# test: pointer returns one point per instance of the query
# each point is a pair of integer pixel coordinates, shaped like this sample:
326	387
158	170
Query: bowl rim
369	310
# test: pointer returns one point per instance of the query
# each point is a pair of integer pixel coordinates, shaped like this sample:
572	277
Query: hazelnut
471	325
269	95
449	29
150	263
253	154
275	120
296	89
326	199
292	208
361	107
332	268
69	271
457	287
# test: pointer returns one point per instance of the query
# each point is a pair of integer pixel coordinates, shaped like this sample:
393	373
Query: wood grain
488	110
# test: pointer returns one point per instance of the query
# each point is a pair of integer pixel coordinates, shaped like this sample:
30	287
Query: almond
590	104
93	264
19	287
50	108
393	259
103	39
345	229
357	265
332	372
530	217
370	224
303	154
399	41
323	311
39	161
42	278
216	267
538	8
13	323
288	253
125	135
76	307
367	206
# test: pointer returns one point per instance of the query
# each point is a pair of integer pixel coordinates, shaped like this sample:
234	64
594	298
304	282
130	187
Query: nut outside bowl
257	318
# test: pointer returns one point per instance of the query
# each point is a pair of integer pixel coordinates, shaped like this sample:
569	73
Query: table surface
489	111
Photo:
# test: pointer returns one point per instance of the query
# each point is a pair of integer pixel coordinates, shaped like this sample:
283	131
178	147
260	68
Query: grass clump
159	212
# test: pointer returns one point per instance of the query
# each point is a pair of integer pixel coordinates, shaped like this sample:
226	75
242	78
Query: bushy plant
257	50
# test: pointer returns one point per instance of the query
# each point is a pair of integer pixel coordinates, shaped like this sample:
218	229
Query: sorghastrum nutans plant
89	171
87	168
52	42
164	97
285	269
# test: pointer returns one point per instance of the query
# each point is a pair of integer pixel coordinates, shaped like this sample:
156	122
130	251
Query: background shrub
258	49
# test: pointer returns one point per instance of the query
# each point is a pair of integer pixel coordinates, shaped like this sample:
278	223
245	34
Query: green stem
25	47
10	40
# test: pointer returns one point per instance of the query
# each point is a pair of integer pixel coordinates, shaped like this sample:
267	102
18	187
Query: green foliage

━━━

▶ **Exercise directions**:
Print every record exactly as it was given.

▶ **Reply to the exercise**:
# test: pointer returns one point per instance of the query
# each point is a pair of integer pixel coordinates, shaped like this sample:
326	387
158	170
Query: bowl rim
369	310
# test: pointer returns one point per instance of the query
# each point is a pair of integer pixel coordinates, shaped like this sample:
572	277
Query: hazelnut
471	325
269	95
449	29
150	263
253	154
275	120
296	89
326	199
292	208
361	107
332	268
69	271
457	287
# test: pointer returns one point per instance of the query
# each point is a pair of integer pixel coordinates, shaped like this sample:
393	373
Query: wood grain
488	110
# test: pointer returns one point per instance of the query
# each point is a pair of integer pixel coordinates, shaped like this sample:
30	287
Query: almond
590	104
93	264
19	287
50	108
393	259
103	39
345	229
357	265
332	372
530	217
370	224
303	154
399	41
323	311
39	161
42	278
216	267
538	8
13	323
288	253
125	135
76	307
367	206
# test: pointer returns one point per instance of the query
# each point is a pair of integer pixel coordinates, shaped like this sample:
234	64
594	298
304	282
130	187
Query: nut outside bowl
257	318
# test: pointer returns one point per instance of the query
# each point is a pair of integer pixel coordinates, shaped like this sample:
569	73
Query: table surface
489	111
Photo:
# test: pointer returns one point per instance of the query
# each point is a pair of integer pixel coordinates, shaped like this sample:
283	131
178	147
260	68
Query: grass clump
159	212
# test: pointer returns one point per instance of the query
# each point is a pair of integer pixel coordinates, shaped like this sample:
226	75
242	78
Query: bushy plant
257	50
# test: pointer returns one point per instance of the query
# each point is a pair of integer pixel coordinates, shaped like this sample:
218	229
Query: sorghastrum nutans plant
89	171
87	168
52	42
164	97
285	269
# test: pointer returns one point per instance of the query
# each point is a pair of integer pixel coordinates, shaped like this sample:
156	122
130	251
Query: background shrub
258	49
# test: pointer returns one point per instance of the query
# each point is a pair of integer pixel coordinates, shaped like this sample:
278	223
245	34
Query: green stem
25	47
10	40
# test: pointer returns one point per instance of the query
# each point is a pair of integer pixel coordinates, shaped like this sample:
267	102
18	187
Query: green foliage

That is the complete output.